Entries from a point annotation set:
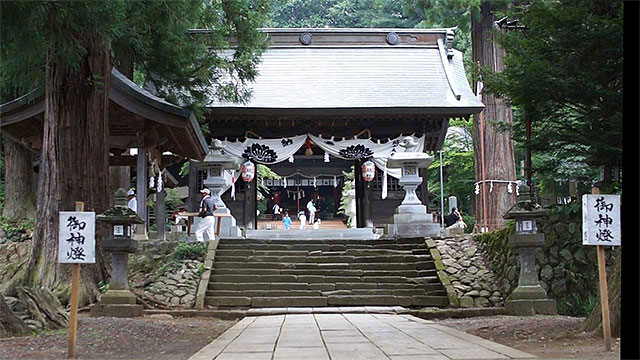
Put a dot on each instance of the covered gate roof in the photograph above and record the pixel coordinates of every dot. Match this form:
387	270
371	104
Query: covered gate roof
342	81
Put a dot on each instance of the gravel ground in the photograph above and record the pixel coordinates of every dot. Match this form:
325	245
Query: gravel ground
548	337
151	337
164	337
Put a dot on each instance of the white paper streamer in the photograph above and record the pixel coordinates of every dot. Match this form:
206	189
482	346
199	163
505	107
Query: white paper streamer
384	184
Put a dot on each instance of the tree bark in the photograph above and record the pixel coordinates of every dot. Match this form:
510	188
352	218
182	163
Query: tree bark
119	177
74	164
19	194
499	156
10	324
594	321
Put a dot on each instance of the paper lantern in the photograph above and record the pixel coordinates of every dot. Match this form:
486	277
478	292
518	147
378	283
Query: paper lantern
368	171
248	171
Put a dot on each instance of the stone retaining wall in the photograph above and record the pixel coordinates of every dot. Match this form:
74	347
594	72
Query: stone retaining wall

**Directions:** Give back all entries exactly. No pictures belong in the copy.

**Response:**
Put a dot on each instance of the covered gate roof in the photograph above and record the pixel coordinates of every dot. Match this form:
387	270
371	104
Query: covered gate roof
342	81
Put a dot on each instance of the gravel ground in the photograph above and record the pixel coordinates of every dot. Match this form:
325	245
Query: gravel ground
548	337
151	337
164	337
Put a dot on each instance of the white paper streamer in the photograph above and record the pixel coordinates of every dot. Match this form:
206	189
482	346
199	163
505	107
Query: white paper streamer
384	184
Put a dot on each instance of the tree bark in the photograph above and record the pixel coordinates of every dot. Match this form:
510	188
352	218
182	163
Query: tree bark
119	177
74	164
19	194
499	156
10	324
594	321
Put a dot on each instance of the paper lantern in the photograph above and record the pixel coordinates of every dot. Match this form:
486	277
478	292
518	147
378	283
Query: paper lantern
368	171
248	171
Put a dot on each instance of the stone retaining wall in the photograph above and record the pixel coordinates of every dot. Match this form:
74	347
594	72
Query: stone retaining wall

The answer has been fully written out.